Swap "Reported" for "Result" everywhere in the listing below, leaving every other character unchanged.

[Raw records]

.....

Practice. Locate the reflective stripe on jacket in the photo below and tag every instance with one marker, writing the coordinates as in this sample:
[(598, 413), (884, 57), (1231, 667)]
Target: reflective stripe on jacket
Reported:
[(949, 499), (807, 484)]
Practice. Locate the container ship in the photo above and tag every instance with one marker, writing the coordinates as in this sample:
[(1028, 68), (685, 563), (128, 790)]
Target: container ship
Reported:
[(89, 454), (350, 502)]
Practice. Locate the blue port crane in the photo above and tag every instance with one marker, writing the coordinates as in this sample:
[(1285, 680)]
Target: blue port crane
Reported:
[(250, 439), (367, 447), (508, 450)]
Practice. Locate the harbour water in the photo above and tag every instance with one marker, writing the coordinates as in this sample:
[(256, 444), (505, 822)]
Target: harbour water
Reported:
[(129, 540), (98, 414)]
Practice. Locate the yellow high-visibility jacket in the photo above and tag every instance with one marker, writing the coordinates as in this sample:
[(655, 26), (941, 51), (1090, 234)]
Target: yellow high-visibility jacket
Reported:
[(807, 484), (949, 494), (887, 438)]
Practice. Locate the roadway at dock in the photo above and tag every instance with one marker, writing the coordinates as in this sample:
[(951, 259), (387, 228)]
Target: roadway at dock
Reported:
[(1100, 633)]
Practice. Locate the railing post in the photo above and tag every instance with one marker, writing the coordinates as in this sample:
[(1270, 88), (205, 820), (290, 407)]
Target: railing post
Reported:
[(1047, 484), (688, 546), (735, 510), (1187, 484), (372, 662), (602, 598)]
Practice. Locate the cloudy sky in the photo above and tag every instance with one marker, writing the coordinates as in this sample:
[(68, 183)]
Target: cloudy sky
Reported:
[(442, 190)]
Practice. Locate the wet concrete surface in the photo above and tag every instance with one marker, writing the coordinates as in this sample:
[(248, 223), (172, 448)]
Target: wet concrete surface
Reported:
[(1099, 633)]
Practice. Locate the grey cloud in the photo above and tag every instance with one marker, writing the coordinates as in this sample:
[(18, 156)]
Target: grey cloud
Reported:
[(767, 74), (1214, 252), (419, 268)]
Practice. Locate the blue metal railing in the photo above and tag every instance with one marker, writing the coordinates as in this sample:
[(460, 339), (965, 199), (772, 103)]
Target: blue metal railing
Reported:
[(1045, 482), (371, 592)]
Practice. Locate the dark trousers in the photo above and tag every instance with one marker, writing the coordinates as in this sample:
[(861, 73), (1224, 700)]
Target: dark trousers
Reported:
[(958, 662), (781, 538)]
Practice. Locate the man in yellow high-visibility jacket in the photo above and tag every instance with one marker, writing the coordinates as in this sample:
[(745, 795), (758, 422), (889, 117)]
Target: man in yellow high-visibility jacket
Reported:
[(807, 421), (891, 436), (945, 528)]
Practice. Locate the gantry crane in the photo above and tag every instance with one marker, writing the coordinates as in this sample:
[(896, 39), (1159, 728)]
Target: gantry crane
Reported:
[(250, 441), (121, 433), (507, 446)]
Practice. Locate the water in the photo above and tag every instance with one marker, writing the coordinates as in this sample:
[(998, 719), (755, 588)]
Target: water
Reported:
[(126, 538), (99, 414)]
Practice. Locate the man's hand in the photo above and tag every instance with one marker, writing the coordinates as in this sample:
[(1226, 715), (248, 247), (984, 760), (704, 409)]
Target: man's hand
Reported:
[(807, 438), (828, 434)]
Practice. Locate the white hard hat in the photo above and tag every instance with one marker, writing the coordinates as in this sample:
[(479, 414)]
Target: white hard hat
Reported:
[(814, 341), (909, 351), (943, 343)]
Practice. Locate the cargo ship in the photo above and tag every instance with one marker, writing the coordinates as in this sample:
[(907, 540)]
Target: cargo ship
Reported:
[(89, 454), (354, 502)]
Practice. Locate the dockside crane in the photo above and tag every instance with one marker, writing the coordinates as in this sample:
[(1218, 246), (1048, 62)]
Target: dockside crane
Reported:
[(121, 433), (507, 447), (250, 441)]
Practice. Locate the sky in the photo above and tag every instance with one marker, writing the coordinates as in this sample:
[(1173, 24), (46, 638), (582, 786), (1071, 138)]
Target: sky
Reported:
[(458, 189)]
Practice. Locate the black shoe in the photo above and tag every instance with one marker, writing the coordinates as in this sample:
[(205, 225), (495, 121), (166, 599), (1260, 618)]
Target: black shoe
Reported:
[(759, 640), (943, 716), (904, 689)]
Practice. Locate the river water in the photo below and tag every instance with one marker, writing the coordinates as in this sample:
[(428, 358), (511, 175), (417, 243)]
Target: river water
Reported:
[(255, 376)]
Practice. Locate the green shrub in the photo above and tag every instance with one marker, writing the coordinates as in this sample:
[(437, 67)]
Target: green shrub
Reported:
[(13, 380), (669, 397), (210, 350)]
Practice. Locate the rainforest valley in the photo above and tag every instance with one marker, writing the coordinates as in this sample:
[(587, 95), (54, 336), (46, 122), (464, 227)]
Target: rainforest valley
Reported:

.....

§ Solution:
Practice. Locate the reflective stripe on jacket in the photo below and tag every instance with one marker, writing the coordinates as in this sample:
[(598, 413), (884, 57), (1231, 667)]
Target: reflective stripe on jacket
Result:
[(949, 499), (807, 484)]
Practice. Locate the container ship in the photo above and tag every instance with one marker, writing the coordinates as in this sample:
[(1028, 68), (685, 563), (128, 790)]
Target: container ship
Result:
[(89, 454), (350, 502)]
Practice. Locate the blue port crane in the photo above and tag every instance with one marker, writing the coordinates as in this sample:
[(1285, 680)]
Target: blue port crane
Result:
[(250, 439), (367, 447), (508, 450)]
Practice. Locate the harbour water in the photo above and tag every instance with one marker, writing the coordinates as in this sample:
[(256, 444), (505, 822)]
Target: harbour water
Result:
[(129, 540), (98, 414)]
Practice. Locate the yellow high-visibility jacket in the photo above and tag every instance with one marker, writing the coordinates as in this sample:
[(655, 26), (941, 51), (1090, 234)]
Target: yellow high-visibility jacket
Result:
[(807, 484), (949, 494), (887, 438)]
Practice. Locate the roadway at dock in the photo above and tag every instance with one marker, writing the coordinates as in this sample:
[(951, 259), (387, 228)]
Target: roadway at dock
Result:
[(1100, 633)]
Practice. Locate the railing post in the photo above and tag every instance with one marker, writing the coordinates as in this sample:
[(1270, 88), (205, 820), (290, 407)]
Target: railing post
Result:
[(1047, 484), (688, 546), (735, 510), (1187, 484), (372, 662), (602, 598)]
Practice. Locate the cloudy sky in the photo above and tag every instance with one marker, writing the coordinates as in this sample:
[(68, 183)]
Target: cloudy sky
Result:
[(442, 190)]
Practice. Locate the wet concrete surface in the photo above and tag every instance with one marker, writing the coordinates as in this sample:
[(248, 223), (172, 448)]
Target: wet concrete surface
Result:
[(1099, 633)]
Practice. Locate the grey cloud in the photo above and tag every instance with one marker, writing the coordinates as in this sample:
[(18, 156)]
Target: grey cloud
Result:
[(767, 74), (1214, 252), (419, 268)]
Practice. Locate the blue metal railing in the photo above and tag every instance with one marker, writing the coordinates as in this sample:
[(460, 339), (965, 199), (772, 103)]
Target: blue metal railing
Result:
[(1045, 482), (371, 592)]
Practice. Locate the dark trousers in the photo above and tag every instance with one marker, writing the coordinates as in this sample:
[(861, 73), (1224, 700)]
Target: dark trousers
Result:
[(958, 662), (781, 538)]
Practice. Locate the man in yellow high-visibility jacket in the photo above and tag every instance with one marker, writing the coordinates as in this sample:
[(745, 795), (758, 422), (889, 117)]
Target: man in yellow high-visibility jacket
Result:
[(807, 421), (891, 436), (945, 528)]
Practice. Locate the gantry crane in the photo above and tag every instance with one marker, writing the coordinates as in this sample:
[(896, 39), (1159, 728)]
Target: gantry crane
Result:
[(250, 441), (121, 433), (507, 446)]
Practice. Locate the water in the photo above and tag every instance with one marker, writing the coordinates as in this sample:
[(998, 719), (755, 588)]
Target: water
Result:
[(126, 538), (99, 414)]
Practice. Locate the man's hand in the photo above and tag every instance with one marker, writing the coordinates as in this sample:
[(1226, 715), (248, 247), (984, 760), (704, 409)]
Target: man's hand
Result:
[(807, 438), (828, 434)]
Practice. Locate the white hard hat in the photo above and tag every instance with one marker, writing the coordinates as in this sample:
[(479, 414)]
Target: white hard hat
Result:
[(814, 341), (909, 351), (943, 343)]
Practice. Locate the cargo ship in the photo above and tag every instance with one marker, writing the coordinates as in this sample:
[(907, 540)]
Target: cargo ship
Result:
[(89, 454), (354, 502)]
Practice. Locate the dockside crane in the photo above and tag every instance with one marker, writing the coordinates as in this sample:
[(1218, 246), (1048, 62)]
Target: dockside crane
Result:
[(121, 433), (507, 447), (250, 441)]
Practice. Locate the sky in the photo above and tag every instance with one marker, writing the coordinates as in this sample:
[(1173, 24), (46, 638), (582, 786), (1071, 138)]
Target: sky
Result:
[(458, 189)]
Practice. Locate the black shoe in the photo above and tag every instance with one marker, writing the coordinates as in this sample:
[(205, 225), (495, 121), (166, 599), (1260, 618)]
Target: black shoe
Result:
[(759, 640), (943, 716), (904, 689)]
Practice. Locate the river water in the photo below and tag every instance with one marker, writing the coordinates as in this sample:
[(428, 358), (511, 175), (417, 243)]
Target: river water
Result:
[(255, 376)]
Practice. Locate the green shrub in the photo above and tag every instance with one marker, writing the coordinates as in this sample:
[(437, 67)]
Target: green shrub
Result:
[(13, 380), (669, 397), (210, 350)]
Practice. Locate the rainforest valley in the photo above and tag every instance with one marker, writing the coordinates as in this sample:
[(587, 95), (54, 336), (46, 122), (464, 227)]
Target: rainforest valley
Result:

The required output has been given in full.